■ **SHORT PROBLEM**
Write the next part of the Tate Modern history excerpt, picking up right after its final sentence.

■ **DOCUMENT EXCERPT**
"""

Architecture, Collection and the Programme Ahead

When Tate Modern opened its doors on 11 May 2000, it did so inside a building that had been derelict for nearly two decades. Sir Giles Gilbert Scott’s Bankside Power Station — constructed in two phases between 1947 and 1963, directly across the Thames from St Paul’s Cathedral — had ceased generating electricity in 1981. Its conversion into a public gallery for international modern and contemporary art was, by any reasonable institutional measure, a considerable risk. Twenty-five years on, with over 4.6 million visitors recorded in 2024 alone, it stands as the most attended art gallery in the United Kingdom and one of the most significant sites of modern and contemporary art anywhere in the world.

The decision to commission the Swiss architectural firm Herzog & de Meuron, announced in January 1995 following an international competition that attracted 148 entries, proved formative. The architects declined to impose a wholesale reimagining on the structure, choosing instead to retain the cavernous turbine hall, the monumental brick façade, and the building’s industrial proportions. The most visible external alteration was a two-storey glass addition to half of the roof. Within, gallery spaces were designed to range in height between five and twelve metres, served by a combination of natural and carefully filtered artificial light. That measured restraint — preserving industrial scale while creating conditions appropriate to art — gave Tate Modern a spatial character no purpose-built institution could have replicated.

The Turbine Hall and the Logic of Commission

The turbine hall — 155 metres long, 35 metres high, and retained in something close to its original condition — became Tate Modern’s most distinctive curatorial space from the outset. Louise Bourgeois inaugurated the annual Turbine Hall commission with ‘I Do, I Undo, I Redo’ in 2000, establishing a model of site-responsive work that the institution has continued to nurture. The commission series has since provided an unusually demanding creative context: one in which scale, the movement of the public, and the particularities of the space itself are integral to whatever any artist proposes. Works by Olafur Eliasson, Doris Salcedo, Carsten Höller, and many others have tested that context with varying degrees of formal ambition, and the programme remains one of the more serious sustained relationships between an institution and large-scale, spatially conceived art anywhere in operation today.

The Blavatnik Building, the extension designed once again by Herzog & de Meuron and opened in June 2016, added a further dimension to this spatial logic. Built above the former circular oil tanks, which had been converted into performance and film spaces when they first opened to the public in 2012, the building increased the gallery’s display capacity by sixty per cent. The Tanks — as they are known — remain the most architecturally unusual spaces in the institution: circular, concrete-walled, and acoustically particular in ways that have shaped how the gallery programmes performance, moving image, and installation work within them.

"""

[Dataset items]
"""

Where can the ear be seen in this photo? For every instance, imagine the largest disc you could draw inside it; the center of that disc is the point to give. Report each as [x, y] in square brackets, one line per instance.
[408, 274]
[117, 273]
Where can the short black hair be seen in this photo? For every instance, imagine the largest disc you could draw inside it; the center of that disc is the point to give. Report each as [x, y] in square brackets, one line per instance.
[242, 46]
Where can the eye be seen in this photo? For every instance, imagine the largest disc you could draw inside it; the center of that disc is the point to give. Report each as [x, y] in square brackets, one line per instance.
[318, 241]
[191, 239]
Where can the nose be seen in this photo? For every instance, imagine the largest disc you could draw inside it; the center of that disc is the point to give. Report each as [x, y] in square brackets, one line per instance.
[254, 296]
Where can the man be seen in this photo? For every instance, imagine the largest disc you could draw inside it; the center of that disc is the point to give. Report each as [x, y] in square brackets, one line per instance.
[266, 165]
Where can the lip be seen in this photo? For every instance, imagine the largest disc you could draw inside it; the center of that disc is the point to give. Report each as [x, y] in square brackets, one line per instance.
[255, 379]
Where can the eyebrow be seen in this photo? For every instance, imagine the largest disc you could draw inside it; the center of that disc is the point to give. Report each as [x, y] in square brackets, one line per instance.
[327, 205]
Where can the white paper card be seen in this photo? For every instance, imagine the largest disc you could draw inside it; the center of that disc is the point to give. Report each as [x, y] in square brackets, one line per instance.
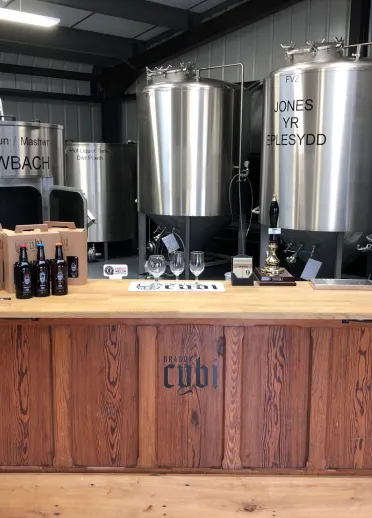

"""

■ **EXPECTED ANSWER**
A Collection Redrawn

Tate Modern holds the United Kingdom’s national collection of international modern and contemporary art from 1900 onwards, and the institutional framing of that collection has shifted considerably since the gallery opened. The early decision to organise the free collection displays thematically and trans-historically — rather than by medium, period, or national origin — was understood at the time as a curatorial innovation. What has followed is a sustained effort to expand the collection’s geographic reach and to resist the assumption that the history of modern art is primarily a European and North American story. Acquisitions committees established in the 2010s for South Asian art, as well as for work from Russia, Eastern Europe, and the Commonwealth of Independent States, reflect a deliberate institutional repositioning that continues to shape what is shown in the free displays and what the temporary exhibition programme addresses.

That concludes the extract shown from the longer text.